---------- Data shown ----------
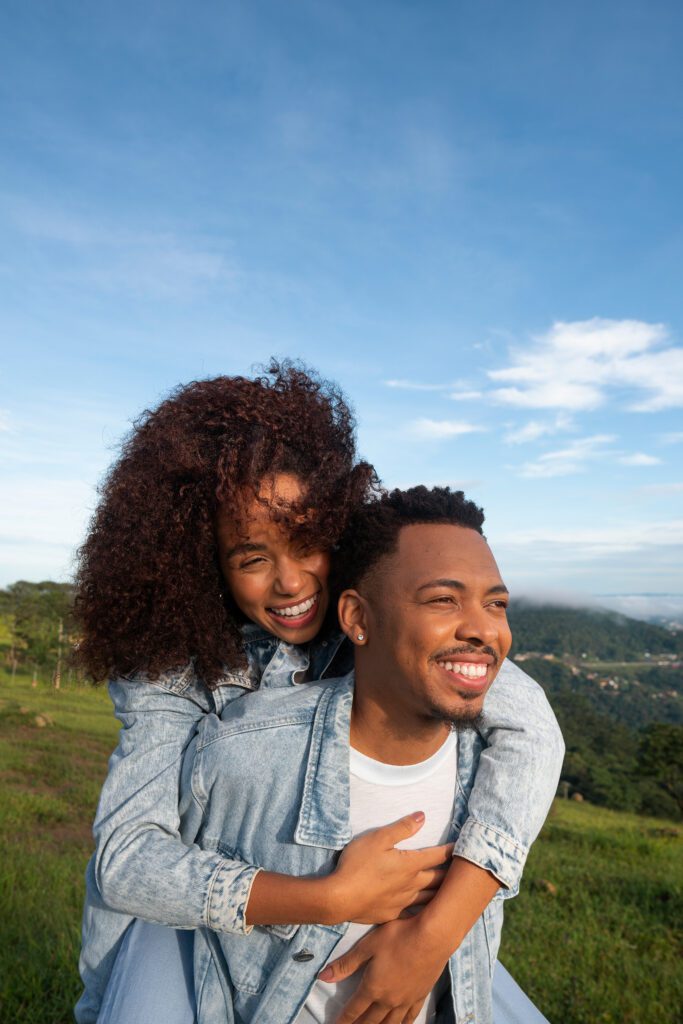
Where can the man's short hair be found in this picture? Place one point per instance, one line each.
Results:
(373, 530)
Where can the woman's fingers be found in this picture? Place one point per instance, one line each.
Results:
(412, 1014)
(402, 828)
(433, 878)
(347, 965)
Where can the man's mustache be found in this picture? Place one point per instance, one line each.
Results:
(466, 649)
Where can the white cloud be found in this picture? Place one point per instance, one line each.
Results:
(569, 460)
(436, 429)
(574, 365)
(41, 523)
(535, 429)
(639, 459)
(662, 488)
(597, 542)
(114, 257)
(404, 385)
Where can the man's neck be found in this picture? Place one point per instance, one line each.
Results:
(393, 738)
----------
* Exercise aim *
Search each line of the entries for the string "picture", then say how many lines have it. Reply with the number only.

* Answer section *
5